Exclusive Interview with FRIDAY THE 13TH: THE FINAL CHAPTER Scribe Barney Cohen

Recently, I sat down with Joe Zito to discuss Friday the 13th: The Final Chapter, which, if you haven’t been paying attention, is the best of the bunch. With a serious approach to themes and storytelling, more well-drawn characters than the earlier films, the magnificent SFX work of Tom Savini and one of the most solid casts in the franchise, it’s a film that was just as equally concerned with being a satisfying horror experience as it was in turning a profit at the box office.

A carefree lakeside vacation is interrupted by the re-emergence of killer Jason Voorhees (Ted White). After he escapes from a morgue, leaving bodies in his wake, Jason travels to Camp Crystal Lake where a group of friends is staying. The teens meet some locals: Tommy (Corey Feldman) and Trish (Kimberly Beck), as well as secretive hiker Rob (Erich Anderson). As the group of teenagers engages in drunken debauchery, their numbers begin to dwindle, and pieces of the past resurface.

Much of the credit for the film’s success goes to Zito, who wanted to make a movie that wasn’t just another entry in the Friday series but also an arthouse meditation on the inevitability of death. While Zito’s interview unveiled some fascinating backstory on the film and answered some long-simmering questions, the writer in me wasn’t satisfied. Zito’s perspective on the movie left me hungry to know more—what went into the writing process behind Final Chapter? Zito has long been open about his positive working relationship with Barney Cohen, who penned the script; what did he have to say?

As it turns out, quite a bit. Quick witted and wry, observational and contemplative, Cohen is a writer’s writer, eager to talk shop and get into the particulars of what it takes to bring a horror movie to life in all the right ways. He was kind enough to grant me an afternoon to reminisce, share some ideas that never made it to the screen, and most importantly, provide the insight and perspective that can only come from a writer with a depth of creative experience beneath his belt, from Madison Avenue to the New York Times. Proving that behind a great horror movie is a great horror story, it’s my pleasure to present Mr. Barney Cohen.


Dread Central: Thanks for taking the time to sit down with us. Fangoria hosted a live tweet of Final Chapter in April, and it got a lot of nice fan interaction and got people talking about the movie and asking questions, so I thought it’d be fun to go straight to the people behind it.

Barney Coen: Well, two things first. How come you didn’t include me in your thing? I’m the screenwriter for crying out loud! [Laughs] And two is, I don’t do much anymore, but for a while I was doing a lot of these Friday things, and a lot of these question are Talmudic. I don’t know the answers to a lot of them. You know the thing about right brain/left brain? Some of these things you write with your right brain but you explain with your left brain. Somebody once asked me a really interesting question about Gordon the dog.  He said, ‘Was Gordon escaping or was he thrown out the window?’ It was a question about Gordon’s character. Was he helping the family, or was he just escaping?’ And I didn’t write it one way or the other! I wrote ‘he goes out the window!’ [Laughs] I believe in the film he goes out head-first, which indicates he’s escaping. But I didn’t do that! A lot of that shit happens when the director gets involved. Who, by the way, was a great director. Joe Zito should’ve been a giant in our business.

▸ **Supplied records**:
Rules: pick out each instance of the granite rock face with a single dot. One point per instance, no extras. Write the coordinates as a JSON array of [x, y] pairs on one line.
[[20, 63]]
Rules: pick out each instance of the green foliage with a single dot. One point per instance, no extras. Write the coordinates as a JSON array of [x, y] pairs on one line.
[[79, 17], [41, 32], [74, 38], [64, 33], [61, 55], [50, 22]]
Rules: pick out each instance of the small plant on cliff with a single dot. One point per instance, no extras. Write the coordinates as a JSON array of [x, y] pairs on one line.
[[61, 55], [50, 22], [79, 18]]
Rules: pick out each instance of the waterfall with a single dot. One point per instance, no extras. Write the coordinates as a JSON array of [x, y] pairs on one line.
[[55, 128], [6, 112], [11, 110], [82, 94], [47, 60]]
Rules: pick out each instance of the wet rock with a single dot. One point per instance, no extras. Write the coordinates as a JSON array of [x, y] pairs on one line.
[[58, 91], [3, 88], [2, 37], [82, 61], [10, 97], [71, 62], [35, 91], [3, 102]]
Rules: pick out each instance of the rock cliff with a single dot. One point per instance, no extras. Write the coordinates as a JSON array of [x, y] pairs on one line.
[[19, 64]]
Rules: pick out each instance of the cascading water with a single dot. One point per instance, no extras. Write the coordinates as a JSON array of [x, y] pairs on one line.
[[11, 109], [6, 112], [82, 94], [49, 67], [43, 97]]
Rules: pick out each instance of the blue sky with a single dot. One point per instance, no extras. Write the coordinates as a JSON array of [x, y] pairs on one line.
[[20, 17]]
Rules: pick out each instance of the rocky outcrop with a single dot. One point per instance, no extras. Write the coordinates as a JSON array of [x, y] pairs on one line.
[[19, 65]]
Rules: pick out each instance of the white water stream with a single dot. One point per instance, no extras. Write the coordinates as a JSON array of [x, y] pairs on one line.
==
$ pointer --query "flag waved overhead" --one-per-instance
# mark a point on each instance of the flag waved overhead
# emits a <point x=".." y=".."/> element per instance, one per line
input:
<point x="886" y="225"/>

▸ **Given problem 1**:
Answer the following about the interview with the Final Chapter screenwriter, one line each:
(a) Whose special effects work does the introduction praise?
(b) Which actor plays Tommy?
(c) Which outlet hosted a live tweet of the film in April?
▸ **Given problem 2**: Copy the interview word for word, between "Exclusive Interview with" and "the box office.", inclusive.
▸ **Given problem 3**: Carry on the interview with the Final Chapter screenwriter from the point where it stops.
These records have no connection to the interview.

▸ **Task response 1**:
(a) Tom Savini
(b) Corey Feldman
(c) Fangoria

▸ **Task response 2**:
Exclusive Interview with FRIDAY THE 13TH: THE FINAL CHAPTER Scribe Barney Cohen

Recently, I sat down with Joe Zito to discuss Friday the 13th: The Final Chapter, which, if you haven’t been paying attention, is the best of the bunch. With a serious approach to themes and storytelling, more well-drawn characters than the earlier films, the magnificent SFX work of Tom Savini and one of the most solid casts in the franchise, it’s a film that was just as equally concerned with being a satisfying horror experience as it was in turning a profit at the box office.

▸ **Task response 3**:
DC: It’s funny you bring it up, because a lot of other people, and even I, thought he was abandoning the family. During the live tweet I think I even wrote, “Gordon is not a good boy.”

BC: If somebody had asked me while I was writing it I would’ve said, ‘let him go out ass-first,’ which means he’s thrown out. But, you know, it’s the rolling reality of film.

DC: I spoke to Joe Zito around the time of the live tweet, and something he said struck me. He said that this Friday has an actual theme, in that it’s a movie about death, and the inevitability and finality of death. What was your approach to depicting this more serious environment and atmosphere, and differentiating it from the earlier films in the series?

BC: Back in the day, when I was going to all these Friday parties—y’know, free booze and what not—I noticed everybody knew everything about the Friday movies before theirs, and nothing about the Friday movies after theirs [Laughs]. Because, you know, it’s one and done and you’re onto other stuff.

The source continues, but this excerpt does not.